Dificuldades financeiras e burocráticas levaram a prefeitura de Curitiba e o governo do Paraná a cobrar dívidas milionárias entre si, acumuladas ao longo dos últimos dois anos. A administração municipal calcula que os atrasos em repasses estaduais chegam atualmente a R$ 33,7 milhões. Já a Secretaria Estadual da Saúde estima que é credora do município em R$ 12,4 milhões, por demora no pagamento de incentivos de gestão e serviços prestados pelo Hospital do Trabalhador, gerido pelo estado.
As contas, a princípio, são mais desfavoráveis a Curitiba. Segundo a prefeitura, os atrasos afetam os sete convênios vigentes que dependem de transferências voluntárias do estado. Todos esses contratos foram formalizados antes da gestão Gustavo Fruet (PDT), que assumiu em janeiro de 2013 – no caso, assumidos pelas administrações Beto Richa (PSDB) e Luciano Ducci (PSB). O levantamento do município aponta que o acúmulo da dívida estadual começou há dois anos, mas se agravou em 2014.
Historicamente o estado sempre pagou em dia esses convênios, mas há meses a situação mudou.
O governo do estado contesta parte desses números. Também expõe que há dificuldades para realizar os pagamentos porque Curitiba não tem certidão liberatória emitida pelo Tribunal de Contas (TC) desde 10 de dezembro de 2014.
O TC confirma o problema. Do outro lado, a prefeitura destaca que a dificuldade de obter a certidão não está relacionada a irregularidades na prestação de contas, mas a uma formalidade de adequação ao novo sistema digital de envio de dados implantado recentemente pelo tribunal. E que a Lei de Responsabilidade Fiscal (LRF) elimina a exigência de certidão para as áreas de saúde, educação e assistência social.

OBJETIVO DA TAREFA
Transcreva fielmente o trecho do texto sobre as dívidas entre Curitiba e o governo do Paraná que vai de "As contas, a" até "agravou em 2014.", incluindo ambos. Os registros não têm relação com o texto.

Dados de localização por ponto em cada instância
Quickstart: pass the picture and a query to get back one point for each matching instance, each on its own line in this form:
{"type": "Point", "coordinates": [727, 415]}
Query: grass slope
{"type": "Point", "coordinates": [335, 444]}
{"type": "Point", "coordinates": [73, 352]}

RESPOSTA ESCRITA
As contas, a princípio, são mais desfavoráveis a Curitiba. Segundo a prefeitura, os atrasos afetam os sete convênios vigentes que dependem de transferências voluntárias do estado. Todos esses contratos foram formalizados antes da gestão Gustavo Fruet (PDT), que assumiu em janeiro de 2013 – no caso, assumidos pelas administrações Beto Richa (PSDB) e Luciano Ducci (PSB). O levantamento do município aponta que o acúmulo da dívida estadual começou há dois anos, mas se agravou em 2014.